I wish that sentence made no sense.

Someone had to decide there would be children’s jails. Who? Saddam? He had more important things to do. Children matter as much to his world as dogs, or lamps. He may have signed off on the idea of creating a youth brigade, and put a gold star in the dossier of the sweating toady who proposed the idea. When someone put forth a proposal for jails to hold the children who resisted joining the brigades, he may have felt that spasm of impatience that shoots through the dictator’s heart from time to time: why are you bothering me with this? Build them; I don’t care. You think this is the path to advancement? You want my ear and my eye, kill someone who matters.

Would Uday care? He feeds on fear, but there’s no power or satisfaction in the fear of a child, because the truth of death and the horror of rape is really quite beyond their boring imaginations. They have to know what you can do, really understand what’s coming for it to be fun.

Qusay would care, inasmuch as children are useful. People who might resist you will do anything if you bring their children into the matter. He learned that from his father, no doubt. Some things his father doesn’t quite grasp; he’s old school. Where he grew up all children were expendable. This is a different world, a world of the big city, a world of politics, a world of men who went to school and learned to build bridges, design hotels, construct sewer systems. Men like this are remarkably pliant when their children are involved. Children’s jails: ahhh, now why didn’t he think of that.

There was a general who fought in the war against Iran - fought well, cared for his troops, put down the cowards when required, but had a reputation for no-nonsense honesty. He understood the men. Not one of those Baghdad bastards with the slogans and the phony medals, but a real soldier. He had no ambition. The purges passed him by. His lungs were never the same after that glorious offensive no one celebrates, the one where the wind suddenly shifted and his men fell in waves, weeping and puking - but they gave worse than they got, so he kept his commission. Dull, dependable: Ba’ath to the end. Nothing he had done in his long career had troubled him much; war was what it was. You did what you did. One afternoon he opened the envelope and read of his new duty - overseeing the children’s jail. The emotions rose and demanded a hearing: Shame over such a pitiful assignment. Fear that this meant he was in disfavor. Annoyance at the thought of a prison full of whimpering children who would never learn the proper lesson until they’d been beaten a dozen times. Jealousy of an old comrade he’d seen on the news the other day, inspecting some facility, his uniform clean and creased.

§ **Exercise set**
A. In the passage about children's jails, what new duty does the general learn of when he opens the envelope?
B. Continue the passage about children's jails from the point where it stops.

Raw records
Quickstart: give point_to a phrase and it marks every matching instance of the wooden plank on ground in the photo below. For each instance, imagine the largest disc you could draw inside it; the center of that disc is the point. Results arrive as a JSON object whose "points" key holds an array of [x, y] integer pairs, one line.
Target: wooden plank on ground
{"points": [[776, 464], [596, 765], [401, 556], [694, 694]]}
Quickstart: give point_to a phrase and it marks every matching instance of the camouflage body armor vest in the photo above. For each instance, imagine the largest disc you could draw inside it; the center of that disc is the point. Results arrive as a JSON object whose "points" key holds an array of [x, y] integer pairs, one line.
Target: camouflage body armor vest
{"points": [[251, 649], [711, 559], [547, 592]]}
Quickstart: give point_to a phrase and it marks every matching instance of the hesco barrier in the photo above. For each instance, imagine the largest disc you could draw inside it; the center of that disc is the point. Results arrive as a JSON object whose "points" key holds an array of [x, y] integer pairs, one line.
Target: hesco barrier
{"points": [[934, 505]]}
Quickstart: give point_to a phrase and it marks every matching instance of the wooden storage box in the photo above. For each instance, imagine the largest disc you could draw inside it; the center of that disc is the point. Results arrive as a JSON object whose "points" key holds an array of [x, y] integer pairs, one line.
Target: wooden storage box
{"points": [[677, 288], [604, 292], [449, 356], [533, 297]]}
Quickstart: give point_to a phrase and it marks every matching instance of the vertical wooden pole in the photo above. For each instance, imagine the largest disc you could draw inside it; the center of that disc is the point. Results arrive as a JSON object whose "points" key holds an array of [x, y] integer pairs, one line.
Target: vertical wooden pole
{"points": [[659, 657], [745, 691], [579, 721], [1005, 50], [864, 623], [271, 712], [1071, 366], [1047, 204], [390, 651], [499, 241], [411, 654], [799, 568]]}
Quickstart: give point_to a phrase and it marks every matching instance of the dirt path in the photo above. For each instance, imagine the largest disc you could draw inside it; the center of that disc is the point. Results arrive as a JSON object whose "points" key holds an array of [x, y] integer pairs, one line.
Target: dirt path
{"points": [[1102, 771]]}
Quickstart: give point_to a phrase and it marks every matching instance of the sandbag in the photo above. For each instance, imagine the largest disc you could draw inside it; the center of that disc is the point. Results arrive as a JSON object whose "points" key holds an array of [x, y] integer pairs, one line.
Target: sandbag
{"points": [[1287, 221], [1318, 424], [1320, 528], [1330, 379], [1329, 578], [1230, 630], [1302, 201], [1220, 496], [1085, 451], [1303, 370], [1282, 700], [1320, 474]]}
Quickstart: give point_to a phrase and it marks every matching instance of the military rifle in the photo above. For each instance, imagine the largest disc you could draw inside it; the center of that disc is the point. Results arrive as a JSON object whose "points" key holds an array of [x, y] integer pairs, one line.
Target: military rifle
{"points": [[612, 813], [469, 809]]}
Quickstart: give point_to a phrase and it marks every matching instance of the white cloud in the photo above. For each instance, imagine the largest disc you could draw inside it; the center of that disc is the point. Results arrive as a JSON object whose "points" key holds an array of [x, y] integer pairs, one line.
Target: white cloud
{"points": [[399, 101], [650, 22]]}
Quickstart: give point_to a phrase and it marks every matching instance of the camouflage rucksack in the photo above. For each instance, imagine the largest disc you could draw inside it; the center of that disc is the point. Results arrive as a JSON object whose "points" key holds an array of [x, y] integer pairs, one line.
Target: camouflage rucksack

§ **Response list**
A. He is assigned to oversee the children's jail.

B.
The end result of a fascist regime is always this: a man who seeks advancement by proposing a children’s jail; a smarter man who sees the political advantage of building one; the men who lock the doors and make the gruel with dead empty hearts, and the man who worries what will happen to him if the jail is found wanting.

The children, of course, don’t matter at all. In fact they matter least of all, and after a while their jailers come to hate them for what they make the jailers do.

A daisy chain of snakes biting their tales. Look up at the portrait hanging on the wall. Ask yourself what he wants. Bite harder.

Last night I watched one of the more depressing movies ever made - 1984. How sick and thin does John Hurt look? Put it this way: he looks better than Richard Burton, and Burton died after they wrapped the movie. The main reason I bought the DVD was to capture the National Anthem for Oceania, a stirring tune that manages to sound English and Soviet at once. No mean feat. It first occurs at the start of the film during a Hate Rally; its opening fanfare calms the crowd, and they all stand silent with their hands over their heads, joined at the wrist as if submitting to invisible shackles. I remember watching that the first time and thinking: this is all exactly right. The dank hall, the beaten people, the sepia-toned newsreel, the giant telescreen, the expert propaganda, and one potent piece of beauty that cements the lie together. The film never disappointed, either, and when it ended you realized that there were worse things than the end of the world.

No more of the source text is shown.